+++ Material shown +++
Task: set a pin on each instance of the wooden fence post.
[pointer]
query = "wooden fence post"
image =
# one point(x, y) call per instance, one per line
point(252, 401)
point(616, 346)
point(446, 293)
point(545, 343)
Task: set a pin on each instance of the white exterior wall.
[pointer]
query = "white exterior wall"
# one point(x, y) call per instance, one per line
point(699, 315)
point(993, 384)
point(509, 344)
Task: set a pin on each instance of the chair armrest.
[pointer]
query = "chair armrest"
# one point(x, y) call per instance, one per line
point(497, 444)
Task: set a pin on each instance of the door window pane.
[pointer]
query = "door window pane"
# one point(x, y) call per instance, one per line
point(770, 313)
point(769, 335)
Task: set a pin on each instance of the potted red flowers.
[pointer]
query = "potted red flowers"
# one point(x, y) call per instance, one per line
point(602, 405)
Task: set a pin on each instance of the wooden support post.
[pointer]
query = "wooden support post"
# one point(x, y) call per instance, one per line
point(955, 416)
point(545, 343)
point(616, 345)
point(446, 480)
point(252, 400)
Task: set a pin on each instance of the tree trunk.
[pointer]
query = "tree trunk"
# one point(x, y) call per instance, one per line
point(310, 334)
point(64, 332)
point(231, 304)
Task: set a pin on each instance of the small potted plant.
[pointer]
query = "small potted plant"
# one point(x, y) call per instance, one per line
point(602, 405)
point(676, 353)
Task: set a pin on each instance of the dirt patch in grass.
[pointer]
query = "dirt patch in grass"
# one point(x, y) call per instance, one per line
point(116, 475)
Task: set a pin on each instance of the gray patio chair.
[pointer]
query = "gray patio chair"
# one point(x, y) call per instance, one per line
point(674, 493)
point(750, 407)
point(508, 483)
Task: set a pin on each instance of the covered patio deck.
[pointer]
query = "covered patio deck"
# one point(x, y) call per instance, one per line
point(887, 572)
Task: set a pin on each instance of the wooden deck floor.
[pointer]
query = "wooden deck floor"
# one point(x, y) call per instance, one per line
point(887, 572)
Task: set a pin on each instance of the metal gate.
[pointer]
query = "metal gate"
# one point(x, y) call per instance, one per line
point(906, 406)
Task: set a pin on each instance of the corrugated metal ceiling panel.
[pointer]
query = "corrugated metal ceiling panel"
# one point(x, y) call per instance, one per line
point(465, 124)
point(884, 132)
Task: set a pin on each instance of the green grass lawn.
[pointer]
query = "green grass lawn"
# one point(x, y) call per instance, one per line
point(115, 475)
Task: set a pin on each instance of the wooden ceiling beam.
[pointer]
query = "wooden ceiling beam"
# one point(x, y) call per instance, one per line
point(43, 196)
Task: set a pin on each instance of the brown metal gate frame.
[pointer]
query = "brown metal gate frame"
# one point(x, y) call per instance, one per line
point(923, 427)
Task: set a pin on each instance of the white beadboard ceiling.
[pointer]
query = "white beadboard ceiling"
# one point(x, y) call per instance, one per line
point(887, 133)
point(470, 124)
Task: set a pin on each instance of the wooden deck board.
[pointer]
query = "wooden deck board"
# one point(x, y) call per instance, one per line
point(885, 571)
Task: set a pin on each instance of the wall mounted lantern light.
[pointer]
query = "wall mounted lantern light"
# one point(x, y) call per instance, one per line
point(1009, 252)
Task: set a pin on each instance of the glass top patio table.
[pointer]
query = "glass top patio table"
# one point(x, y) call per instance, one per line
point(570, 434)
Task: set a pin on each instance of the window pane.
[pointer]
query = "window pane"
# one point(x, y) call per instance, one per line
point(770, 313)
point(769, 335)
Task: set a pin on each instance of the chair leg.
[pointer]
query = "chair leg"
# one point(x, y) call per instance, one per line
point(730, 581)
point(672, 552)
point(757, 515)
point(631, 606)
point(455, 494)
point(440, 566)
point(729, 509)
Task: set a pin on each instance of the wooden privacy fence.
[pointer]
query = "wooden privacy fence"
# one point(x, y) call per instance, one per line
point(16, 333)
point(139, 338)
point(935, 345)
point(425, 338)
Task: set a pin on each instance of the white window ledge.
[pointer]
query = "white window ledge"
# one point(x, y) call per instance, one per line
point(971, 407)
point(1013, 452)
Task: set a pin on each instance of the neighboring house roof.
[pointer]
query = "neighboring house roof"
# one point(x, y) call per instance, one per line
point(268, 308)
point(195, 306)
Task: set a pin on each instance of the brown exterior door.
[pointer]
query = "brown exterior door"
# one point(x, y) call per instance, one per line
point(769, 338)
+++
*Required work*
All of the data shown above must be copied exactly.

*Task result*
Task: set a pin on each instance of the wooden fence post.
[pointer]
query = "wooden fence post"
image =
# one point(x, y) call per instance, one per line
point(252, 401)
point(616, 346)
point(446, 293)
point(545, 343)
Task: set a pin on each instance of the white exterior wall.
[pointer]
query = "white exterior wall"
# one point(x, y) call per instance, one per line
point(699, 315)
point(993, 384)
point(509, 344)
Task: set a pin on each instance of the chair armrest.
[pointer]
query = "chair armrest"
# one point(x, y) call per instance, one per line
point(497, 444)
Task: set a pin on each instance of the door window pane.
[pointer]
query = "door window pane"
# one point(x, y) call per instance, one per line
point(770, 313)
point(769, 335)
Task: set a pin on each instance of the potted red flowers.
[pointer]
query = "potted red flowers"
# one point(x, y) call per instance, one per line
point(602, 405)
Task: set a pin on each instance of the wooden support post.
[pointer]
query = "wooden support post"
# one point(x, y) call per instance, one per line
point(955, 416)
point(545, 343)
point(616, 345)
point(446, 480)
point(252, 400)
Task: set a pin on each instance of the tree trunk.
[pointer]
query = "tree trunk"
# one point(x, y) call per instance, one per line
point(310, 334)
point(64, 332)
point(231, 304)
Task: set a pin on each instance of the small potted plant.
[pointer]
query = "small potted plant"
# one point(x, y) call per instance, one per line
point(602, 405)
point(676, 353)
Task: set a pin on each instance of the dirt patch in grass.
[pointer]
query = "dirt patch in grass"
# one point(x, y) call per instance, one per line
point(116, 475)
Task: set a pin on each instance of the gray patio chair.
[pointer]
query = "gray patio chair"
# one point(x, y) call per instance, one per line
point(674, 493)
point(750, 407)
point(508, 483)
Task: set a pin on each instance of the covered patio deck.
[pointer]
query = "covered patio deck"
# one point(x, y) call per instance, one per line
point(887, 572)
Task: set a pin on each instance of the wooden deck floor.
[pointer]
query = "wooden deck floor"
# one point(x, y) call per instance, one per line
point(887, 572)
Task: set a pin on each instance of the metal gate.
[pointer]
query = "metal gate"
# one point(x, y) call per instance, one per line
point(906, 406)
Task: set a pin on each instance of the corrugated metal ceiling panel.
[pointer]
query = "corrugated metal ceiling panel"
# one point(x, y) call per instance, one per line
point(465, 124)
point(884, 132)
Task: set a pin on each instance of the green grass lawn.
[pointer]
query = "green grass lawn"
# one point(x, y) call per instance, one per line
point(115, 475)
Task: set a pin on each instance of the wooden ceiling beam.
[pointer]
query = "wooden ceiling beam"
# one point(x, y) call per instance, one per line
point(43, 196)
Task: set a pin on each instance of the brown metal gate frame.
[pointer]
query = "brown metal gate frame"
# one point(x, y) call per instance, one per line
point(923, 427)
Task: set a pin on each instance of the white beadboard ceiling.
[pointer]
query = "white beadboard ceiling"
# one point(x, y) call per instance, one per line
point(887, 133)
point(470, 124)
Task: set a pin on each instance of the wooden deck board.
[pointer]
query = "wooden deck board"
# one point(x, y) call per instance, one per line
point(885, 571)
Task: set a pin on each instance of the wall mounted lantern light.
[pointer]
query = "wall mounted lantern light"
# one point(x, y) call per instance, one per line
point(1009, 252)
Task: set a pin on each instance of the glass top patio table.
[pointer]
query = "glass top patio table"
# one point(x, y) call per instance, one per line
point(570, 434)
Task: set a pin on each instance of the window pane.
[pointer]
query = "window pane"
# one point(x, y) call per instance, one per line
point(770, 313)
point(769, 335)
Task: set a pin on each instance of the chair leg.
[pointer]
query = "chair leg"
# one point(x, y) call per instance, one per line
point(730, 581)
point(672, 552)
point(757, 515)
point(631, 606)
point(455, 494)
point(440, 566)
point(729, 509)
Task: set a pin on each instance of the wooden privacy fence.
[pointer]
query = "wooden privacy fence"
# one point(x, y) call per instance, one per line
point(16, 333)
point(139, 338)
point(935, 345)
point(425, 338)
Task: set a pin on each instance of the white window ledge.
[pointer]
query = "white window ledge"
# one point(x, y) call per instance, one per line
point(971, 407)
point(1013, 452)
Task: set a pin on each instance of the neighboring house roof.
[pointer]
query = "neighboring house roof"
# one point(x, y) call per instance, one per line
point(268, 308)
point(195, 306)
Task: set a pin on each instance of the brown exterior door.
[pointer]
query = "brown exterior door"
# one point(x, y) call per instance, one per line
point(769, 338)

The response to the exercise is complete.